*RECORDS TO PROCESS*.
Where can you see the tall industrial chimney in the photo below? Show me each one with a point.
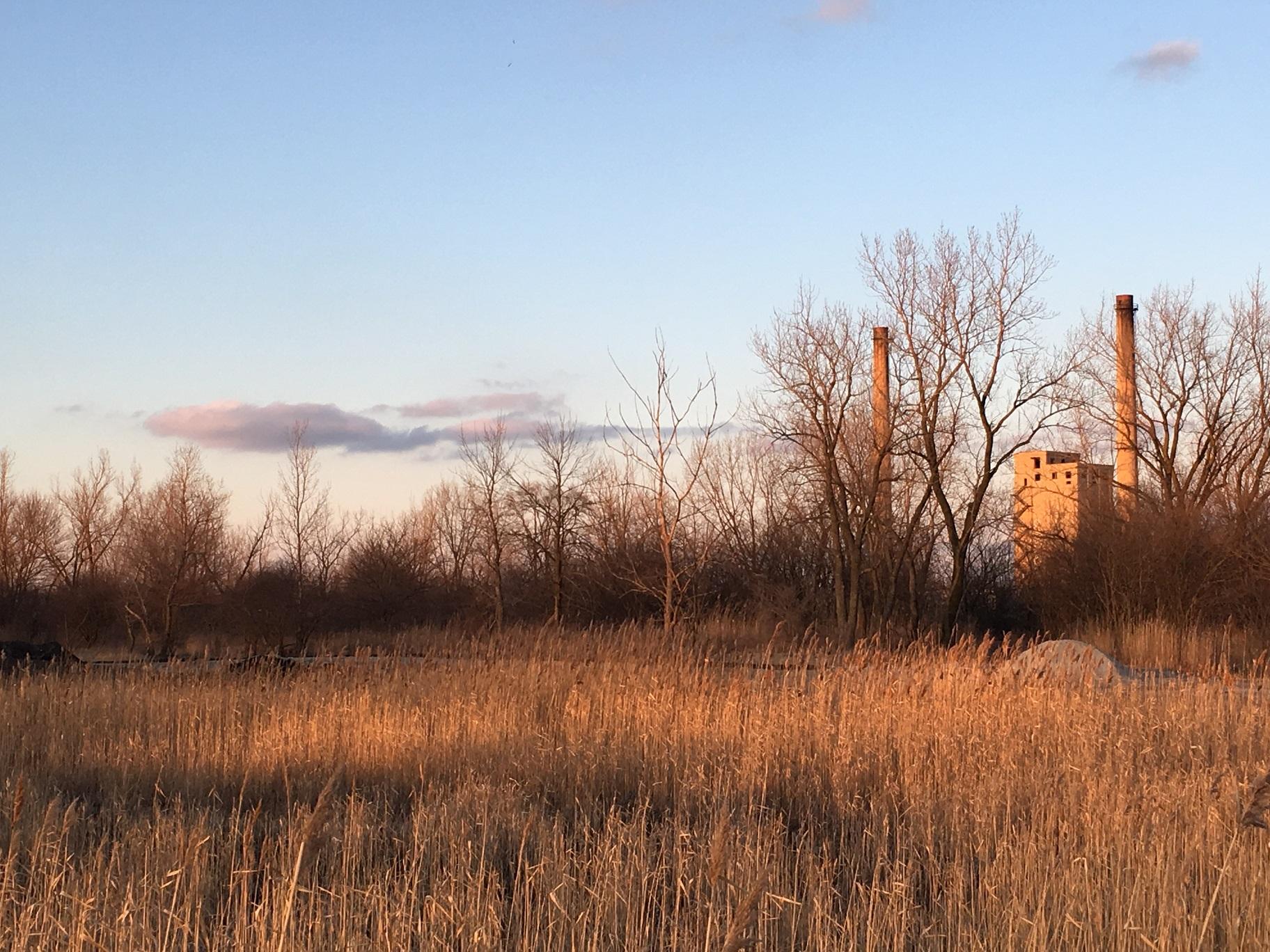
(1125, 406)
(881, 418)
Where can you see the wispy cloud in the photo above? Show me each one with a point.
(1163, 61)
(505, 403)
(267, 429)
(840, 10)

*DIRECTIONS FOR THIS TASK*. Every entry, word for word: repeat it, but skip the images.

*SOLUTION*.
Where can you see the tall industrial chimney in the photo below? Show me each one with a point.
(1125, 406)
(881, 418)
Where can you see the wispy cloud in the photo above? Show me each one with a point.
(1163, 61)
(505, 403)
(267, 429)
(840, 10)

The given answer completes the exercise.